** EXTRACT TO READ follows **
The Biden administration is putting at risk strategic stability with China.
Last month, China suspended fledgling arms control talks with the U.S., claiming that such engagements could not go on while Washington continues to sell arms to Taiwan.
This was unsurprising. Beijing has long made clear its lack of interest in limiting its own arsenal. It also has a history of canceling bilateral security dialogues to punish the U.S. for actions it does not like.
Consecutive U.S. administrations have tried to rope China into nuclear negotiations. In June 2020, negotiators in the Donald Trump administration released a staged photo depicting empty seats with Chinese flags ahead of U.S.-Russia talks in Vienna. In June 2023, Jake Sullivan offered to “engage China without preconditions.” Two years earlier, President Biden and Chinese leader Xi Jinping had vaguely agreed to “look to begin to carry forward discussion on strategic stability.” That discussion formally began in November 2023 and is already defunct.
The desire to limit China’s arsenal is appropriate. At the turn of the decade, the Department of Defense estimated China’s nuclear warhead stockpile to be “in the low-200s.” The arsenal has already more than doubled in size and is projected to reach 1,000 by 2030 and 1,500 by 2035. Beijing may be preparing to test new weapon designs.
China is also expanding and diversifying its launch platforms, including the recent completion of 300 new missile silos; the fielding of a longer-range, submarine-launched missile; and the development of a fractional orbital bombardment system designed to evade American missile defenses. In Xi Jinping’s approach to national security, nuclear weapons are moving from the background to the foreground.
All in all, China is in the midst of a historically rapid nuclear buildup. But while the Biden administration’s diagnosis of the problem is correct, its prescription is all wrong.
If Biden’s successor, whether Republican or Democrat, wants to coax China into genuine arms control negotiations, he or she will have to follow Xi’s lead in adopting a more prominent role for nuclear weapons. Beijing will have to want to restrain the U.S.
As of now, there is little to restrain. New START, which the U.S. and Russia renewed in 2021, limits the U.S. to 1,550 deployed warheads. The U.S. is modernizing its delivery vehicles and nuclear command-and-control to ensure reliability, but the scope of the American nuclear threat will remain largely unchanged as its quantitative advantage over China withers away.
** End of EXTRACT TO READ **
** RAW DATA follows **
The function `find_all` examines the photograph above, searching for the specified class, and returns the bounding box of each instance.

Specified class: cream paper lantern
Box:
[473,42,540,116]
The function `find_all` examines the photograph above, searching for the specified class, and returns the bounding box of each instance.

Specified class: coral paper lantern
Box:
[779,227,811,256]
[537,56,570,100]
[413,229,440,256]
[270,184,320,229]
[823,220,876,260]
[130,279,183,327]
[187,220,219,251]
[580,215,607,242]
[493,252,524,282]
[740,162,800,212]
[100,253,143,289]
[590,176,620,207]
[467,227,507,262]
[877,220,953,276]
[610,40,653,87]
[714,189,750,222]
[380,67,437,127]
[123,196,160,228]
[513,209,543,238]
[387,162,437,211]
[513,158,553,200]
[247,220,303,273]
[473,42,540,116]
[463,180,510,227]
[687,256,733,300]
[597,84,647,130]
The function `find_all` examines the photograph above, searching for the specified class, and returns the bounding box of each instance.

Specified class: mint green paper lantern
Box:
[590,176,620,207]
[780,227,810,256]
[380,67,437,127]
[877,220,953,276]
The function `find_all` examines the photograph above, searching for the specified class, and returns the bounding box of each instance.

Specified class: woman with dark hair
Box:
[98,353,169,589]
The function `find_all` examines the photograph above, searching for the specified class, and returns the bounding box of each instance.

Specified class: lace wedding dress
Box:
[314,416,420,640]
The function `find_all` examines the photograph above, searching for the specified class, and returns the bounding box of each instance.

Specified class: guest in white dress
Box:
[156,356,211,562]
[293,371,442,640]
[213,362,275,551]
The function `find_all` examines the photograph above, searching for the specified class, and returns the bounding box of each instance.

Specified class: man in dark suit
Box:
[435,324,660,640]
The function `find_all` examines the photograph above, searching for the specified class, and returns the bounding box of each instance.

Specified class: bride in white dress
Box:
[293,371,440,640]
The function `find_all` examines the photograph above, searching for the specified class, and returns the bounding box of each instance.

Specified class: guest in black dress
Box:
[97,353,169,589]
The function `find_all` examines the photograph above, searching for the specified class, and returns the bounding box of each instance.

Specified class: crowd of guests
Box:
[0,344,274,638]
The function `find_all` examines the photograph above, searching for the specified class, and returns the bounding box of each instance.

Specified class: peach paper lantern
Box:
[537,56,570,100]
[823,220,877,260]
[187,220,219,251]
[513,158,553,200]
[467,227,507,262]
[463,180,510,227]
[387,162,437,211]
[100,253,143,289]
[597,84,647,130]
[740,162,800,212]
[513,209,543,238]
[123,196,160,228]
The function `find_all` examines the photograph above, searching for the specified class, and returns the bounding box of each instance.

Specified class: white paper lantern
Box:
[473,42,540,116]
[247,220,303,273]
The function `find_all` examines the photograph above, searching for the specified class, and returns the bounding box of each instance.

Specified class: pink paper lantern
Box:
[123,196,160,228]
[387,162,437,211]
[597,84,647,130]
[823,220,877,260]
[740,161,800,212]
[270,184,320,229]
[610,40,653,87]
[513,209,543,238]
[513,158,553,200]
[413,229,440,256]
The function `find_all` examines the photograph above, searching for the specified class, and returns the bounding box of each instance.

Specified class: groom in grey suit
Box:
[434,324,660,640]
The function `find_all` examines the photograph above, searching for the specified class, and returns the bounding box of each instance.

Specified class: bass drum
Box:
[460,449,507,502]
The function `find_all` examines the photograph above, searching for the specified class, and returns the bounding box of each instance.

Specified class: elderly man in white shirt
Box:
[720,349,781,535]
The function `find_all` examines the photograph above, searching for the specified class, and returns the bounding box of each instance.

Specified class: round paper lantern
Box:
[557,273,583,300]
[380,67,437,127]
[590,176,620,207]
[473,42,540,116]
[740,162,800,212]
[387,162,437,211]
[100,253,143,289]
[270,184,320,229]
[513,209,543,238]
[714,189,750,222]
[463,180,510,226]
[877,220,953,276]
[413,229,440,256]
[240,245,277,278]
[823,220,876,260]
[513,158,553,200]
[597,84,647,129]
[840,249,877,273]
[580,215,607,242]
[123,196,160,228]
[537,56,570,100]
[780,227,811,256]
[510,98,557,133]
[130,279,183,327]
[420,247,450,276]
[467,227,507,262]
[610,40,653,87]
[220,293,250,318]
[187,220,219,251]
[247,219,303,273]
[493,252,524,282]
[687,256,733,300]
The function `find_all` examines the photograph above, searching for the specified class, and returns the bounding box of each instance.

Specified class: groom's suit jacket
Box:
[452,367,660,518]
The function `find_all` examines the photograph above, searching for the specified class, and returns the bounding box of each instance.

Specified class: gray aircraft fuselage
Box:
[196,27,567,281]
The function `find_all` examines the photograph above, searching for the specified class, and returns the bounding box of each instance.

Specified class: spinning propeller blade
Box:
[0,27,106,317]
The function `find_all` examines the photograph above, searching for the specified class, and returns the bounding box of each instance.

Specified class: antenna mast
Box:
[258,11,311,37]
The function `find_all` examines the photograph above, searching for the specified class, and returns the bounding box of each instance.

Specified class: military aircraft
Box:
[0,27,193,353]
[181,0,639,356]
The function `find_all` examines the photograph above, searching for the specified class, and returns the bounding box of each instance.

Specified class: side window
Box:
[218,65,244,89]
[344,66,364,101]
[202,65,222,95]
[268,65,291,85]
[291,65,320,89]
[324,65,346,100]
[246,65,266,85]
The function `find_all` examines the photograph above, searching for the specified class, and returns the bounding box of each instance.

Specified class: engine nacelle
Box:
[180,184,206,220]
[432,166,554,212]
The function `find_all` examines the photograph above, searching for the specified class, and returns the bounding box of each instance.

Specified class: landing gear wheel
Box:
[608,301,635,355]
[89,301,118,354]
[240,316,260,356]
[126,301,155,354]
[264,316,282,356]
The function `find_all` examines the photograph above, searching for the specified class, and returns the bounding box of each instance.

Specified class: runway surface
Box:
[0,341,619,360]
** End of RAW DATA **
▶ **TRY IT**:
Can you carry on the opinion piece about U.S.-China nuclear arms control from its final sentence?

▶ **REPLY**:
The U.S. is taking steps that may even encourage China to further expand its own arsenal and to wield it more aggressively.
Last year, Jake Sullivan told the Arms Control Association that the U.S. is “investing in cutting-edge non-nuclear capabilities…that can reach heavily-defended, high-value targets.” The Biden administration wants to neutralize Chinese nuclear capabilities, but it is little interested in threatening actual harm. The problem here is twofold.
First, the easiest way for China to counter such capabilities is to simply field even more nuclear weapons.
Second, shifting the deterrent burden to conventional capabilities will reduce the credibility of America’s nuclear deterrent. It will contribute to enemy (and allied) perceptions that America is gun-shy when it comes to nuclear use and uncomfortable employing what Nobelist Thomas C. Schelling called “the threat that leaves something to chance.” This is the idea that, to deter a nuclear-armed opponent, one must intentionally act in ways that risk things spinning out of control. The Biden administration instead aims to more finely control escalation, leaving rivals more space to employ brinksmanship — and more likely to do so.
As for the allies, the Biden approach will further nudge them toward procuring their own nuclear arsenals, especially given the administration’s stated desire to shift to “sole purpose,” in which nuclear weapons are not used to deter conventional attacks. If the allies go nuclear, China may find further reason to accelerate its own buildup.
New START, participation in which Russia has already “suspended,” expires in 2026. The next American president should let it die an unceremonious death. It is time to arms-race again.
A nuclear buildup and revamped strategy will put the U.S. in position to bargain with China, Russia and other nuclear rivals — and put those rivals in the position of needing to bargain.
Michael Mazza is a senior director at the Project 2049 Institute and a senior non-resident fellow at the Global Taiwan Institute.